### Exercise instructions
In the blog post "A Plea," what did the writer's old physics teacher say when a student proudly answered 5.029?

### Selected passage
Monday, October 13, 2008

A Plea

Please, please, please, please... document your data.

It's not fun to get a matrix without any column or row labels. Like my old physics teacher used to say when somebody proudly proclaimed that the answer to an exercise was 5.029, "5.029 what? Elephants?". In physics, a quantity is not meaningful without a unit, and in data management, a matrix is not useful without labels.

It's not fun to know nothing about any preprocessing of the data. Has it been normalised? I guess I can check the mean and standard deviation, but what if it's only close to 0 and 1, but not exactly so? Was that some special normalisation method? Hell if I know.

It's not fun to know nothing about the experimental setup. Maybe you told me every second data point is a wildtype. Does that mean that these were results from two-colour arrays? Or two singe-colour arrays? Are the wildtypes from the same time point as the mutants? Come to think of it, are these even time-course data?

It's not fun to know nothing about what the biologists* want you to find. Are they looking for similarly expressed genes or for regulators? Would they rather have a network of the knocked-out genes or of all genes? Is it worse if I give them false positives or false negatives?

So please, please, please, document your data. Maybe some time in the future I will tell you about fun things called wikis and databases, but for now even a text file would do.

*Or insert other applied science here.

### Material supplied
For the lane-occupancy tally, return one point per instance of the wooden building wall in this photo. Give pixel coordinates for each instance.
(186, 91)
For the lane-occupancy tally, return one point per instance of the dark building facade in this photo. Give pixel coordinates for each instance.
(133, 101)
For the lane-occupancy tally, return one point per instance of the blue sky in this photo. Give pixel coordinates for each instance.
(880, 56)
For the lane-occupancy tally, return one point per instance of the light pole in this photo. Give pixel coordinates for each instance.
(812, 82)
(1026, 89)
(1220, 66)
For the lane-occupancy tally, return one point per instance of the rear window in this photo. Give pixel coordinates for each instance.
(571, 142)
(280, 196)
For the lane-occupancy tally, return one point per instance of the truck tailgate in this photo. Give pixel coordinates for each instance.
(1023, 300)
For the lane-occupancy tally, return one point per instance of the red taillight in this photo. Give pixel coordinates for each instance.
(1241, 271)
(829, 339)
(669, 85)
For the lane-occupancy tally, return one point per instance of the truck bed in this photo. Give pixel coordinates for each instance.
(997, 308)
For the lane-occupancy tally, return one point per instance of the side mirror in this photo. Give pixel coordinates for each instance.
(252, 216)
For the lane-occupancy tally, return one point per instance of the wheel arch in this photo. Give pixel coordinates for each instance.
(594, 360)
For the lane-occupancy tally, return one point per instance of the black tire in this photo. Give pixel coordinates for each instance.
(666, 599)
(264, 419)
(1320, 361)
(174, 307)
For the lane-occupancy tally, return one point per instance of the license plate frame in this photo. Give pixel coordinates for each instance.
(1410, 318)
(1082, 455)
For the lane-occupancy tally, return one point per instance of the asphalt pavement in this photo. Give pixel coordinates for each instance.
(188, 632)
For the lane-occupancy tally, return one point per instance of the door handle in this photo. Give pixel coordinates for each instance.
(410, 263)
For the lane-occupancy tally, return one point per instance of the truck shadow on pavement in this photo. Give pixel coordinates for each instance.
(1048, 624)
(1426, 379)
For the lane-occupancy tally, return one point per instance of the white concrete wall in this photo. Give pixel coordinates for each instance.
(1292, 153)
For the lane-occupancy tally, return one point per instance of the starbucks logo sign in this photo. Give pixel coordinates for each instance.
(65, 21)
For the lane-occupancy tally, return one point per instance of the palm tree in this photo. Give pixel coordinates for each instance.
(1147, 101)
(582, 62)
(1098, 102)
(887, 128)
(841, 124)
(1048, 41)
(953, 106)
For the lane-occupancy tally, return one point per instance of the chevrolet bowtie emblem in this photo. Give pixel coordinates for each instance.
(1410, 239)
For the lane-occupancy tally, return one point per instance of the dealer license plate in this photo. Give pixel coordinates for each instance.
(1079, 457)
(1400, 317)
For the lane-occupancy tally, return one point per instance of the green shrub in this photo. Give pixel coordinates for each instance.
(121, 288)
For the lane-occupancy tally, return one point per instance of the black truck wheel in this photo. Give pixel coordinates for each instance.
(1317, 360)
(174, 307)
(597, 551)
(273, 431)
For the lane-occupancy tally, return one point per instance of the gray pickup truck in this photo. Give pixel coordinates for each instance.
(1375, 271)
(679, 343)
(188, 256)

### Task solution
"5.029 what? Elephants?"